• STUDY TEXT:
++++++++++

More than 100 people of all ages came to the barn where the band, including Canterbury caller, and 92-year-old Dudley Laufman https://dudleylaufman.com/, who played accordion enjoyed two and a half hours of dancing.

Above, far right is Dudley Laufman who introduced Paula to square dancing as a fourth grader at the former Millville Elementary School in Concord. Pictured here, he is playing the accordion at the Plymouth Square Dance. Paula Tracy photo

Dudley Laufman introduced me to square dancing as a fourth grader at the former Millville Elementary School in Concord, where he called the dances and I went up to him to introduce myself and recall those dances, when my whole family joined in for a night of fun on the painted red floor. I would go home exhausted with my bare feet covered in red paint from the floor, I told him.

COVID-19 seemed to rob everybody of the ability for a few years to hold hands with strangers or be in such a physical space together. But it seemed joyful to me again as all took in the experience of live dancing again.

Joining hands in squares on the wooden floors, Wednesday night were students from nearby Plymouth State University. People from as far away as Vermont and Dover were also drawn to the event.

There was free ice cream, cookies, coffee and tea at intermission, provided by The Common Man, who donated the venue and the refreshments for the second year. A cash bar was also available.
When Common Man founder Alex Ray rebuilt the Peverly barn – relocated in pieces from Canterbury – he indicated to friends he would love to someday hold square dances there and now that hope has been realized.

Although I am pretty rusty at this, and came alone to the dance, I made friends and made a lot of mistakes on the dance floor. 

People in our squares were helpful and non-judgmental as I tried to remember my left from my right, who was my “corner,” what hands go first in a promenade, how to do-si-do.

At the table next to the door were brochures for English Country Dancing, held in Concord through June. They are held the first Sunday of each month from 3 to 6 p.m. at the Howard Recreation Center in the Gallen State Office Park off Pleasant Street.

Dover’s David Bateman, head of the NH English Country Dance Society, was at the dance Wednesday. Since retiring from engineering work he came all the way to Plymouth for the first square dance of the year.

“We are trying to restart a dance in Dover,” he said, “it would be a mix of contras, and squares, a little bit of English, a little bit of Scottish, an old style country dance,” he said.

Across New Hampshire, he said there used to be regular dances in town halls but the traditional country gatherings faded. In some small ways they are being revived and those who recall them and know the dances are there to help the next generation.

++++++++++

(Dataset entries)
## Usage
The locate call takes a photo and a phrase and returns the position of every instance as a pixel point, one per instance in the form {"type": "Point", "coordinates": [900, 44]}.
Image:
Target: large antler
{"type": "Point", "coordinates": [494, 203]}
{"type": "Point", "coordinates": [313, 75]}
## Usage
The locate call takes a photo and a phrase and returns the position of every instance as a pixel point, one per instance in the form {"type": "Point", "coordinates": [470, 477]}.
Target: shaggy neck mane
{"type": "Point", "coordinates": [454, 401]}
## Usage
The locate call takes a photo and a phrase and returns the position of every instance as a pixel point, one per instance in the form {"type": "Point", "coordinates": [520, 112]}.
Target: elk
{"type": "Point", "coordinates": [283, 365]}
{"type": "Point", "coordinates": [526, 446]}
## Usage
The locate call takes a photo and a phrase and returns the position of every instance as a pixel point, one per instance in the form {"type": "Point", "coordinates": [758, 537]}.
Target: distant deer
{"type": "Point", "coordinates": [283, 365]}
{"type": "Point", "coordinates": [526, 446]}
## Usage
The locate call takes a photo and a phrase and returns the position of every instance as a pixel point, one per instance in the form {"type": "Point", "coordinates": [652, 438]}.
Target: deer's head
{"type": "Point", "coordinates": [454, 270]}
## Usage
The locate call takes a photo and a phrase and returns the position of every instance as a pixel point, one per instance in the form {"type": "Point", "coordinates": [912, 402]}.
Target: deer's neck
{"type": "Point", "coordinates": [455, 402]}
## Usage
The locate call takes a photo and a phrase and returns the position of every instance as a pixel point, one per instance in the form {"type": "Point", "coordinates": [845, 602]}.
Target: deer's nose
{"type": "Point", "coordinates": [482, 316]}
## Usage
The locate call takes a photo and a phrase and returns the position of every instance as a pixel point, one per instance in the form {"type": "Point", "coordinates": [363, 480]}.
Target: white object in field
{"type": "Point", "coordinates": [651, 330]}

++++++++++

• ASSIGNMENT A: According to the square dance article, who donated the venue and the refreshments?
• ASSIGNMENT B: Transcribe the square dance article word for word, starting at "When Common Man" and ending at "the dance floor.".
The records have no connection to the text.

• RESPONSE AREA A: The Common Man

• RESPONSE AREA B:
When Common Man founder Alex Ray rebuilt the Peverly barn – relocated in pieces from Canterbury – he indicated to friends he would love to someday hold square dances there and now that hope has been realized.

Although I am pretty rusty at this, and came alone to the dance, I made friends and made a lot of mistakes on the dance floor.